* **Aim of the task**
Could you write down the records below word for word, keeping every line as it appears?

═════ Record excerpts ═════

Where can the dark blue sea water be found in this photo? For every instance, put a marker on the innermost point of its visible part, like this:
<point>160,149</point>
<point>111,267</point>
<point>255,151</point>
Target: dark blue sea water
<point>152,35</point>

═════

* **Response**
Where can the dark blue sea water be found in this photo? For every instance, put a marker on the innermost point of its visible part, like this:
<point>160,149</point>
<point>111,267</point>
<point>255,151</point>
Target: dark blue sea water
<point>152,35</point>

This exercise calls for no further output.